### Prompt
Quote the entries word for word. Omit the pictures.

### Stored records
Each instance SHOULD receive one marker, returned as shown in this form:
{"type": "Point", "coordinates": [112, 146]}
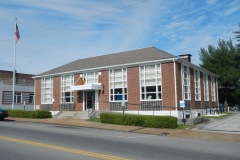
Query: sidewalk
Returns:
{"type": "Point", "coordinates": [193, 134]}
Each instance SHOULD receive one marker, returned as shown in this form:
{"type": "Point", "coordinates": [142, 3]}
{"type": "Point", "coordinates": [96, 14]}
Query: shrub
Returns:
{"type": "Point", "coordinates": [139, 120]}
{"type": "Point", "coordinates": [39, 114]}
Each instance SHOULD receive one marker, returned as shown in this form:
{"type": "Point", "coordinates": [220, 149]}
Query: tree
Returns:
{"type": "Point", "coordinates": [223, 61]}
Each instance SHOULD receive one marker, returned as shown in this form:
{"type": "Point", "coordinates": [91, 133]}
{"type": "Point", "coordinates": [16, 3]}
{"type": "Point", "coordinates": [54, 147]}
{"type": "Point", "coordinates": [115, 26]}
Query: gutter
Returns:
{"type": "Point", "coordinates": [105, 67]}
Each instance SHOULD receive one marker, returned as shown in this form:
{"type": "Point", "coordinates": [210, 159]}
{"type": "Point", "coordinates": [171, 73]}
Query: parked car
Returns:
{"type": "Point", "coordinates": [3, 114]}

### Expected answer
Each instance SHOULD receive one marker, returned as shown in this form:
{"type": "Point", "coordinates": [112, 146]}
Query: sidewalk
Returns:
{"type": "Point", "coordinates": [193, 134]}
Each instance SHOULD receive one marker, returned as shown in this form:
{"type": "Point", "coordinates": [142, 3]}
{"type": "Point", "coordinates": [96, 14]}
Query: shrub
Returns:
{"type": "Point", "coordinates": [139, 120]}
{"type": "Point", "coordinates": [39, 114]}
Each instance SHOULD receive one marker, returned as shown in this form:
{"type": "Point", "coordinates": [220, 149]}
Query: tree
Returns:
{"type": "Point", "coordinates": [223, 61]}
Each instance SHOULD receive one marker, returned as shown in this form:
{"type": "Point", "coordinates": [91, 133]}
{"type": "Point", "coordinates": [16, 3]}
{"type": "Point", "coordinates": [54, 147]}
{"type": "Point", "coordinates": [115, 26]}
Query: gutter
Returns:
{"type": "Point", "coordinates": [105, 67]}
Each instance SHOULD receive one marker, returned as shown in this form:
{"type": "Point", "coordinates": [210, 159]}
{"type": "Point", "coordinates": [171, 73]}
Query: parked car
Returns:
{"type": "Point", "coordinates": [3, 114]}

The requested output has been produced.